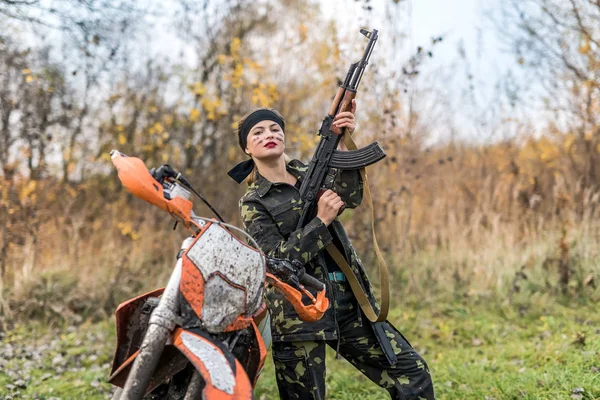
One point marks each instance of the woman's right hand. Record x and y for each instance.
(329, 206)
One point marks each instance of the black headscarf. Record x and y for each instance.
(243, 169)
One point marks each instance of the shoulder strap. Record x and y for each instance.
(359, 293)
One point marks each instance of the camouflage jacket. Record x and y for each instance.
(270, 212)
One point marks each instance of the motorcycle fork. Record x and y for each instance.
(160, 326)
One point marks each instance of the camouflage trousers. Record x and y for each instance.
(300, 365)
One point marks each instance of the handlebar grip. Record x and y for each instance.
(312, 282)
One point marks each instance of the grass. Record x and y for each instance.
(543, 349)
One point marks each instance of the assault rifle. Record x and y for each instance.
(326, 156)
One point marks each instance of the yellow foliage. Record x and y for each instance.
(303, 32)
(27, 192)
(585, 47)
(236, 43)
(194, 114)
(157, 128)
(198, 88)
(264, 95)
(211, 106)
(127, 230)
(236, 76)
(568, 142)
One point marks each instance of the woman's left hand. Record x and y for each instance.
(344, 120)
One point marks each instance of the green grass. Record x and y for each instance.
(538, 350)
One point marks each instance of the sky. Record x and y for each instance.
(463, 24)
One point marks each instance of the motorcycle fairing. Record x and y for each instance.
(137, 179)
(224, 376)
(222, 279)
(171, 362)
(132, 322)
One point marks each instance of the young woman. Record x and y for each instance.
(270, 211)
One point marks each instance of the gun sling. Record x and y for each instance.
(359, 293)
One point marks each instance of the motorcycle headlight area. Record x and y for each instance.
(232, 276)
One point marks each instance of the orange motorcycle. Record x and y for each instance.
(205, 335)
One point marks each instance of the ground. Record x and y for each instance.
(484, 350)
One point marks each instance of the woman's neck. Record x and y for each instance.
(273, 170)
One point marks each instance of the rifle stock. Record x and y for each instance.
(326, 155)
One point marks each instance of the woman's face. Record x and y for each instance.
(265, 141)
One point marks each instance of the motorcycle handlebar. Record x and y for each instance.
(312, 282)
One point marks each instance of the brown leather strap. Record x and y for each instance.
(357, 289)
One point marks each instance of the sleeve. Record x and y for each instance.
(348, 184)
(302, 245)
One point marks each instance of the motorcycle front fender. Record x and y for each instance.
(224, 376)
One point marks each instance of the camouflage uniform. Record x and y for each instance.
(270, 212)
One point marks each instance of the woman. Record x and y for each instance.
(270, 211)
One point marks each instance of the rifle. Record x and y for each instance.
(326, 156)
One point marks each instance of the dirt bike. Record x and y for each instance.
(201, 337)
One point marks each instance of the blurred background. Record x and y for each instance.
(486, 204)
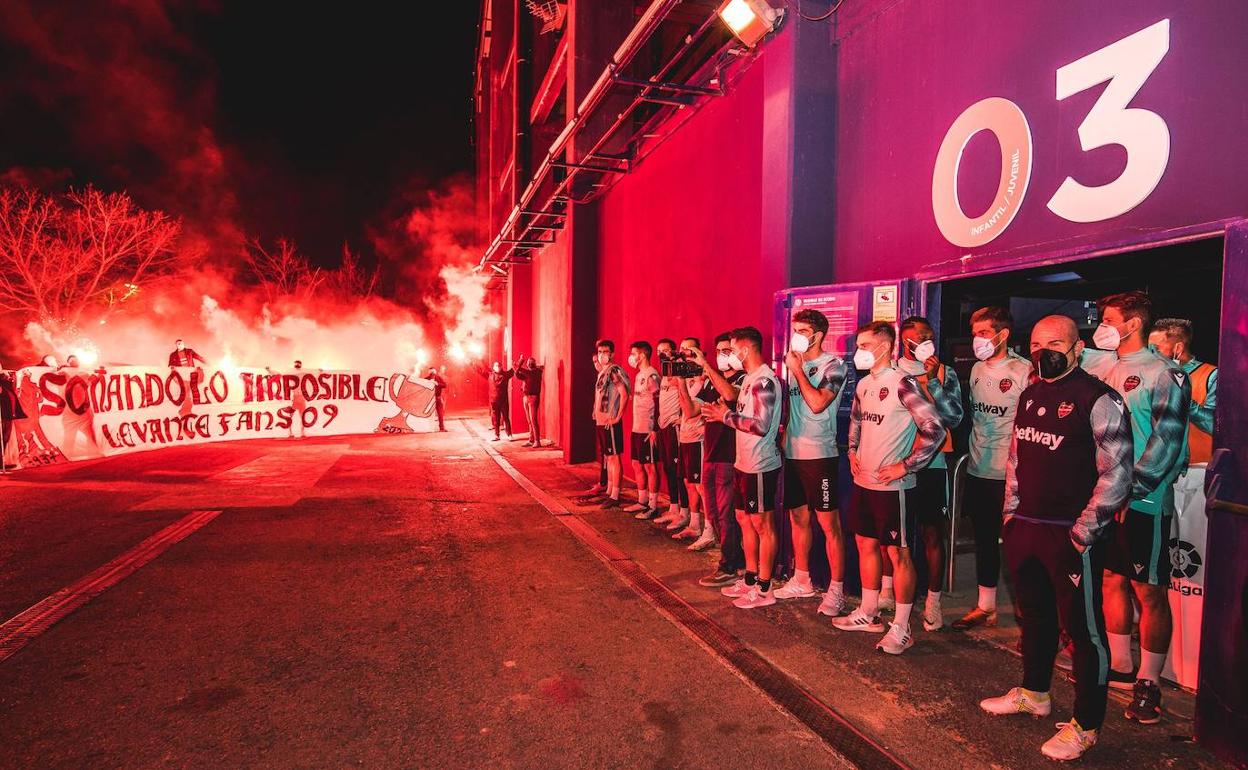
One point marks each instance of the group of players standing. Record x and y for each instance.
(1073, 456)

☆ ☆ ☆

**Task directions**
Begin at the row that contains "One point marks each instance of the young" and stop after the last row. Write those rows out again, each request included, and move every point by adding 34 to both its x and y coordinates. Leave the picture lines out.

**Completed exercise**
One point marks each instance of the young woman. Record x and y for each instance.
(304, 245)
One point marks each instance of the gun sling. Record x and y for each instance.
(393, 327)
One point marks each instance of the motorcycle headlight area. Record x and y for each instance.
(266, 310)
One point marks each instance of the orange motorcycle. Record x and y for each instance.
(239, 369)
One point marks each instance of the ground. Record x and y for each instance.
(518, 384)
One point marks each instance of the woman's neck. Record x and y for each instance.
(307, 204)
One point marks each instance of the rifle stock. Record x and y for each instance.
(360, 189)
One point marks each instance of the woman's face. Record x and y for each instance.
(299, 175)
One point marks each instance of the motorcycle handlebar. Record x and y for each instance.
(346, 316)
One point marks each instance of the brown leather strap. Record x and y for each instance.
(391, 323)
One point marks each instance of the sleeve. Record x and y for each instance.
(382, 218)
(336, 279)
One point marks each instance of the motorcycle front fender. Record x and y for each instance.
(258, 410)
One point marks each instance of the camouflage uniform. Record x and y for each instance.
(304, 246)
One point marks each instance of the woman. Record x and y for each instance.
(304, 245)
One point marks each instance of the rifle. Record x and y for each instance.
(360, 190)
One point marks each instance of the dirt bike. Record x and y for each instance.
(235, 371)
One point marks each instance of the blurred background. Record x and y for each instance.
(520, 238)
One point marks each instance of the group of players standing. Record x and y for each instance.
(1107, 490)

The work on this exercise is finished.